Meanwhile, in December 2010 Palestinian Authority President Mahmoud Abbas declared: “We have frankly said, and always will say: If there is an independent Palestinian state with Jerusalem as its capital, we won’t agree to the presence of one Israeli in it.”

If this vision of a judenrein Palestine is not apartheid, what is? As soon as the anti-apartheid campaigners start working against Palestinian racism, the intimidation and murder of Christians throughout the Middle East, and the brutal denial of human rights that is leading to civil protests in Egypt, Libya, Yemen, Bahrain and Syria, then they will have earned the right to be taken seriously. Until then, they should be seen for what they are – political pawns in a very dangerous game.

Engage, Not Marginalize

The anti-Israel campaign has added further weight to the accumulating evidence that British campuses have become centers of anti-Western radicalism. Often it is moderate Muslims who have raised the alarm, saying university authorities are not doing enough to counter the extremists.

In 2007 Ed Husain, an ex-member of Hizb ut Tahrir and now a fighter against extremism, published a book called The Islamist. The first 70 pages are among the most terrifying I have ever read. They tell of how a tiny handful of radical students instituted a regime of intimidation across an entire campus, and show how easy it is to scare the academic authorities into silence and inaction.

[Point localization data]
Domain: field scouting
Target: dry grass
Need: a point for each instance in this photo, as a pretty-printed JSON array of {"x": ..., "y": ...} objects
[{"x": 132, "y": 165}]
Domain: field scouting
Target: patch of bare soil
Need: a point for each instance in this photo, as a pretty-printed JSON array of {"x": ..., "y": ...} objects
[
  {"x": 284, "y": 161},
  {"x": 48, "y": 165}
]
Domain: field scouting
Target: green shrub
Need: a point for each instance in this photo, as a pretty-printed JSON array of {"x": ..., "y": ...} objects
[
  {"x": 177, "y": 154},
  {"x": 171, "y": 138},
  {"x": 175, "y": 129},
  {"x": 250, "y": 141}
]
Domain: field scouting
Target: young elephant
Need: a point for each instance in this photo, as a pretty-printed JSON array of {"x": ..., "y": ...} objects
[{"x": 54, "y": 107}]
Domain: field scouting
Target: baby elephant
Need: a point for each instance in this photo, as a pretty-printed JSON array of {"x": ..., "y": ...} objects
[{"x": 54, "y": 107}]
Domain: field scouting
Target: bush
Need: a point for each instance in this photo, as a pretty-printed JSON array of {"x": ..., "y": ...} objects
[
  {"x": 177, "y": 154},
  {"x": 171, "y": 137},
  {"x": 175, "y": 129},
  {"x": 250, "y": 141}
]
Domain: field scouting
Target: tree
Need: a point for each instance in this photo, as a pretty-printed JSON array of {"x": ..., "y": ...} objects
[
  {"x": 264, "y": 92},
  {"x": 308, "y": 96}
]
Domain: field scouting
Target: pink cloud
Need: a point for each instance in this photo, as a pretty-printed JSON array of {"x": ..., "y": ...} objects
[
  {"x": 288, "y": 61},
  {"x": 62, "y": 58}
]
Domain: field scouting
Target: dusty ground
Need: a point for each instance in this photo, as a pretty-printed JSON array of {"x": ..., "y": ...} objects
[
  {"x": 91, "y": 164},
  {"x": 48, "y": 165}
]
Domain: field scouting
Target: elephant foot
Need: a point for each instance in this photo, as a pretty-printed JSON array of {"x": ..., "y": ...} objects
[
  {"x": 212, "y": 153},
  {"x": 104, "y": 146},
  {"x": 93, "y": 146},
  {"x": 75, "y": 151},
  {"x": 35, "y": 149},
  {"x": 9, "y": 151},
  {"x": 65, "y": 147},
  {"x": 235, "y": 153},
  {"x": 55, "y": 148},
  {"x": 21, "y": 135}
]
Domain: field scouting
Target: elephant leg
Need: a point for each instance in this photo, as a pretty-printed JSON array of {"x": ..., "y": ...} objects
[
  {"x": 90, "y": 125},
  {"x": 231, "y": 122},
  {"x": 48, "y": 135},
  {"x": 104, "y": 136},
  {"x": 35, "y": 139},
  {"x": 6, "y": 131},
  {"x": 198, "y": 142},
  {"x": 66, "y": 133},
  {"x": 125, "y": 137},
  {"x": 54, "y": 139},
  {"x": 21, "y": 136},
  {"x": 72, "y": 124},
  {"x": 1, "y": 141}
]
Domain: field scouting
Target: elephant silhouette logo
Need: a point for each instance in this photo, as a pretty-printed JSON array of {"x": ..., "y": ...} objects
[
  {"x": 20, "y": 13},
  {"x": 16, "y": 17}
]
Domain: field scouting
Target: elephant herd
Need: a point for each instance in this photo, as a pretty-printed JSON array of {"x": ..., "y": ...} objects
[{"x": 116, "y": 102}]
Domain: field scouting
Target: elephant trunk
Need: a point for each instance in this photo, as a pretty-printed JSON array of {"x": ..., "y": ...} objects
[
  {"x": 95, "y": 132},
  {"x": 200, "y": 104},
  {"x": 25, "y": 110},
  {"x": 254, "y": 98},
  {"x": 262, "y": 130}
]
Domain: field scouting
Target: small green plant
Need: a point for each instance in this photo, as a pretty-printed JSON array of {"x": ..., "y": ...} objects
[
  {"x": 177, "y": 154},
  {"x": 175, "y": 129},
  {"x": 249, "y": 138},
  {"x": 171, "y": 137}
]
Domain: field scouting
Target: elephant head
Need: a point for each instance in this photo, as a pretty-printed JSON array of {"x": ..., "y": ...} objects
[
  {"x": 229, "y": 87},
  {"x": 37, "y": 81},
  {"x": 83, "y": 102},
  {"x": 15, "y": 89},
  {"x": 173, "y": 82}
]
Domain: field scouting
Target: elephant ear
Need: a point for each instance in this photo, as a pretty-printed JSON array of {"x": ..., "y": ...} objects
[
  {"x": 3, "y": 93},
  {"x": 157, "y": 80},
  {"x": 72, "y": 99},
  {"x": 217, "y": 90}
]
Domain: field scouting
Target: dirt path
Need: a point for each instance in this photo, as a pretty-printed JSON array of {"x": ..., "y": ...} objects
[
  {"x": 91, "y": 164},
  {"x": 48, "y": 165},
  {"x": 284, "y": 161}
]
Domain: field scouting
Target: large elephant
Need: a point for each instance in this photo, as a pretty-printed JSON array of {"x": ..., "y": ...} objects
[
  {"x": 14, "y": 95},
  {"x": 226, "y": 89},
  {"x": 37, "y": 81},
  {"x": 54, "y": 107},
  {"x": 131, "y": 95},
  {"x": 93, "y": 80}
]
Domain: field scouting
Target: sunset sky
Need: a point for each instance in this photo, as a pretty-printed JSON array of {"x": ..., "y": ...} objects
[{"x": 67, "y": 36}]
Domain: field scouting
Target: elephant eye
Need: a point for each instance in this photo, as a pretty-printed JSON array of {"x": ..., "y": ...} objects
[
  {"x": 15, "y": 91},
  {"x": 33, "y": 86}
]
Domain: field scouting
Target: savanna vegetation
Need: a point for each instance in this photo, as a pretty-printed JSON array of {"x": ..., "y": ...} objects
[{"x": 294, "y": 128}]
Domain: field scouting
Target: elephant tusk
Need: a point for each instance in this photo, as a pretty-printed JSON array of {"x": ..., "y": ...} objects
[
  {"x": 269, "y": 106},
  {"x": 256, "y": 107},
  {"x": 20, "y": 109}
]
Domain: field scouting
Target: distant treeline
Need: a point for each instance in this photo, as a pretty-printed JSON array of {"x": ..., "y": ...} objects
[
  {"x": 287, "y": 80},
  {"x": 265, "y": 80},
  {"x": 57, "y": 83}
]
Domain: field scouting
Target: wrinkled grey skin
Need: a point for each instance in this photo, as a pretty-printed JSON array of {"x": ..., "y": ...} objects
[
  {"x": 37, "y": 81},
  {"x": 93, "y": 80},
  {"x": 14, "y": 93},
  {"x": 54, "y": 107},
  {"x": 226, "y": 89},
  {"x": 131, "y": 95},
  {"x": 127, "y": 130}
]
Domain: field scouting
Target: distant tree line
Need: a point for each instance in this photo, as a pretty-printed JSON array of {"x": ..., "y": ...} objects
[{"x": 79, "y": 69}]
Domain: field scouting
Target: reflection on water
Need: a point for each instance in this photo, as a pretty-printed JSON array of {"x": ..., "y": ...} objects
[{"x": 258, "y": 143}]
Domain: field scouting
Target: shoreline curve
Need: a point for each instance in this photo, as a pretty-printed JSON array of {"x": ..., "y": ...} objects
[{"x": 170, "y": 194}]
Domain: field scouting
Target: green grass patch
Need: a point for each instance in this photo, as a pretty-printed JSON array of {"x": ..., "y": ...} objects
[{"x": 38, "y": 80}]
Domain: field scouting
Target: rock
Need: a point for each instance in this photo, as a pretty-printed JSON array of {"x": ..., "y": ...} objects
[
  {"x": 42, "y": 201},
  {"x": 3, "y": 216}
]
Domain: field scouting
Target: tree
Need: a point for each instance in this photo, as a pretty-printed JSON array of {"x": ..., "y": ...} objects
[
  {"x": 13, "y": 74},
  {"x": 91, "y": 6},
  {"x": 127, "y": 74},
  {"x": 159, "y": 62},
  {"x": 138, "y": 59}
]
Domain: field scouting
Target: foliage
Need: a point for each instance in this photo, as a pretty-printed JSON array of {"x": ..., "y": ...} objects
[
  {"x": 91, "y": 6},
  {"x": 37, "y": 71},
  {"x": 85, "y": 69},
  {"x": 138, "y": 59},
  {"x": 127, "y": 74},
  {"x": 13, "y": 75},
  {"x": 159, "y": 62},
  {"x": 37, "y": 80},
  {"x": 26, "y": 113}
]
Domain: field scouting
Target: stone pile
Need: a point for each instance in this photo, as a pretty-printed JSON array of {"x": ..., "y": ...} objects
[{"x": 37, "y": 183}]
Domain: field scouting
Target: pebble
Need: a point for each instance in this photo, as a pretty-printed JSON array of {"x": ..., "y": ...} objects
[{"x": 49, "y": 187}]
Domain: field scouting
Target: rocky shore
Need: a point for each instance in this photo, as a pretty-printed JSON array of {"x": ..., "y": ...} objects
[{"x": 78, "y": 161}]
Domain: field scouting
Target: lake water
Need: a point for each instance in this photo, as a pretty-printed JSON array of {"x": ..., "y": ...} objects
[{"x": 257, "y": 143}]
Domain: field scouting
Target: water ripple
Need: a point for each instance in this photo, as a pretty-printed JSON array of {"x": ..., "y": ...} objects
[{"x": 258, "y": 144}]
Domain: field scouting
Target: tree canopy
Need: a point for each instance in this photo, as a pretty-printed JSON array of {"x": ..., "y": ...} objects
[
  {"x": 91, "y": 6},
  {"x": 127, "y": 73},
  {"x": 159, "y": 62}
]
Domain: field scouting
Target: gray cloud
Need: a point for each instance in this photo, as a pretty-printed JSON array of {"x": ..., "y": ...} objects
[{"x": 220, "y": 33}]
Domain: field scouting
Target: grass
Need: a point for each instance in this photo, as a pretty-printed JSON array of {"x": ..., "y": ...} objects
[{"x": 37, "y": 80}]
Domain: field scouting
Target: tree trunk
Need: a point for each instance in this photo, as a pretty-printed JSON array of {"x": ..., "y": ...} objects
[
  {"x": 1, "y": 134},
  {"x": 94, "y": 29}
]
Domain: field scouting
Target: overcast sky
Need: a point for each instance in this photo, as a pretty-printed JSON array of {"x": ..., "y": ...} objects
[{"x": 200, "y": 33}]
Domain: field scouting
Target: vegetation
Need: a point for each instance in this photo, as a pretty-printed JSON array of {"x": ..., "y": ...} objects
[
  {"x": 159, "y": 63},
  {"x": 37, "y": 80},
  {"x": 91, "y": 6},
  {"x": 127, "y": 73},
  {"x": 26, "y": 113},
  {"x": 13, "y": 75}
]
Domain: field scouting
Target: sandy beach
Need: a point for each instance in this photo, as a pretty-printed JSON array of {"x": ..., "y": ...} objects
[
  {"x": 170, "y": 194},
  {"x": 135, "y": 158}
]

- [WHAT IS NEEDED]
In the passage about campus radicalism, what is the title of the book that Ed Husain published in 2007?

- [SOLUTION TO THE EXERCISE]
The Islamist